- Exercise text:
Dr Delaforce’s report continued:
“Alcohol was first used in service, in 1966. From the 1970s he
would get intoxicated whenever he could afford to drink and
had a night off
duty. Overall that represented intoxication on about half the days and
increased from the mid 1970s when he had
more nights off duty. He would drink
20-25 middies of beer a session from 1968 or 1969.”
- We
note that the Applicant became a crew member of HMAS Sydney in February 1970.
Although the Applicant referred to “stress”
cross examined he agree
that he meant a general apprehension and that it was hot and uncomfortable.
What is clear is that the Applicant
commenced to drink alcohol long before
operational service and to drink it to excess. His alcohol consumption
increased incrementally
during the course of his naval service. Given that all
he professed to have was a general apprehension regarding his voyages to
Vietnam, we are satisfied beyond reasonable doubt that there was nothing
concerned with the Applicant’s operational service
that caused him to
drink more than he would otherwise have done, or to increase his intake of
alcohol. We are therefore, satisfied
beyond reasonable doubt that any facts
necessary to support an hypothesis of alcohol-caused aggravation of sleep apnoea
have been
negatived to the requisite standard.
- As
stated above, there is a dispute as to the date of the clinical onset of the
Applicant’s sleep apnoea. Professor Breslin
opined that the clinical
onset of the Applicant’s sleep apnoea was in 1968, when other sailors had
remarked on the Applicant’s
snoring. In particular, Professor Breslin
referred to the history that the Applicant’s parents were snorers. Cross
examined,
he stated that it was more probable than not that the clinical onset
of the Applicant’s sleep apnoea was in 1968, but he could
not rule out
that it was whilst a crew member of HMAS Sydney, and daytime sleepiness as well
as complaints about his snoring were
experienced.
- Given
Professor Breslin’s evidence we are satisfied that the clinical onset of
the Applicant’s sleep apnoea was in 1968
when, according to the
Applicant’s evidence, snoring was first remarked upon. However, given the
concession by Professor Breslin
that he could not rule out a clinical onset in
1970-71, when aboard HMAS Sydney, then a reasonable hypothesis may be said to
have
been raised that the clinical onset was during a period of operational
service.

- Raw data:
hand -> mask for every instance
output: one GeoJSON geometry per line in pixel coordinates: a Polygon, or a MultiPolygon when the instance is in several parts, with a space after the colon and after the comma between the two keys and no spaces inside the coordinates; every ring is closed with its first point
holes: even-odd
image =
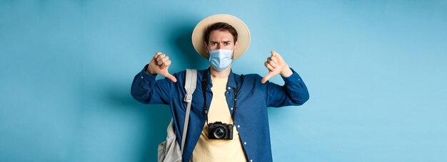
{"type": "Polygon", "coordinates": [[[170,65],[171,60],[169,60],[169,57],[161,52],[158,52],[155,53],[155,55],[149,63],[149,65],[148,65],[146,72],[151,75],[161,75],[162,76],[169,78],[173,82],[176,82],[177,78],[171,75],[168,71],[168,68],[169,68],[170,65]]]}
{"type": "Polygon", "coordinates": [[[281,74],[283,77],[288,77],[293,73],[278,53],[272,50],[271,53],[271,56],[267,58],[267,61],[264,63],[264,65],[268,69],[268,74],[261,80],[262,84],[266,83],[267,80],[278,74],[281,74]]]}

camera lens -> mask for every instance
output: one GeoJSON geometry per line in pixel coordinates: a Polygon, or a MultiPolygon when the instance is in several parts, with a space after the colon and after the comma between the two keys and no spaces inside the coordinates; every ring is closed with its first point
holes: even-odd
{"type": "Polygon", "coordinates": [[[221,139],[225,135],[225,129],[223,127],[217,127],[214,129],[214,136],[216,139],[221,139]]]}

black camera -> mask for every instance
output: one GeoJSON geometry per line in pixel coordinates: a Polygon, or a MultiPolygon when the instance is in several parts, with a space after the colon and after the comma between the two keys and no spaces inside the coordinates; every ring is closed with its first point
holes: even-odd
{"type": "Polygon", "coordinates": [[[208,124],[209,139],[233,139],[233,125],[221,122],[208,124]]]}

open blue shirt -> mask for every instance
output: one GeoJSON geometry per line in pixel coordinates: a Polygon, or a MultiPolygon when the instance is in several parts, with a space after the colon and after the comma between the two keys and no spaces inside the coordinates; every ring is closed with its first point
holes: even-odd
{"type": "MultiPolygon", "coordinates": [[[[178,142],[181,144],[186,111],[186,102],[184,102],[186,94],[184,89],[186,71],[174,74],[178,80],[174,82],[168,78],[156,80],[156,75],[146,73],[146,68],[147,65],[135,76],[131,93],[134,98],[144,104],[169,104],[178,142]]],[[[237,109],[234,125],[239,132],[241,143],[248,161],[273,161],[267,107],[301,105],[309,98],[303,80],[293,69],[292,71],[293,74],[291,76],[283,77],[283,86],[268,81],[262,84],[262,77],[257,74],[239,75],[232,71],[230,72],[225,96],[230,113],[233,115],[234,90],[236,90],[237,83],[237,109]]],[[[208,75],[205,76],[208,82],[205,103],[208,107],[213,98],[209,68],[198,70],[197,86],[193,94],[189,125],[183,152],[184,161],[189,161],[191,159],[206,122],[201,80],[207,73],[208,75]]]]}

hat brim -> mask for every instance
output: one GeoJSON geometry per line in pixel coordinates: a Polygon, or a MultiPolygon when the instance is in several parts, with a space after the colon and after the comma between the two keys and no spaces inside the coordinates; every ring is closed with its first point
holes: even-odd
{"type": "Polygon", "coordinates": [[[209,58],[209,53],[205,48],[204,35],[209,26],[219,22],[230,24],[238,32],[238,41],[239,45],[238,48],[234,51],[233,55],[233,60],[236,60],[243,55],[250,45],[250,31],[248,31],[248,28],[243,21],[232,15],[213,15],[204,18],[197,23],[192,34],[192,42],[194,49],[196,49],[196,51],[202,57],[206,59],[209,58]]]}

- Required work:
1. In the decision text, in what month and year did the Applicant become a crew member of HMAS Sydney?
2. Duplicate the passage of the decision text from "Dr Delaforce’s report" to "hot and uncomfortable.", keeping every word unchanged.

- Answers to this exercise:
1. February 1970.

2.
Dr Delaforce’s report continued:
“Alcohol was first used in service, in 1966. From the 1970s he
would get intoxicated whenever he could afford to drink and
had a night off
duty. Overall that represented intoxication on about half the days and
increased from the mid 1970s when he had
more nights off duty. He would drink
20-25 middies of beer a session from 1968 or 1969.”
- We
note that the Applicant became a crew member of HMAS Sydney in February 1970.
Although the Applicant referred to “stress”
cross examined he agree
that he meant a general apprehension and that it was hot and uncomfortable.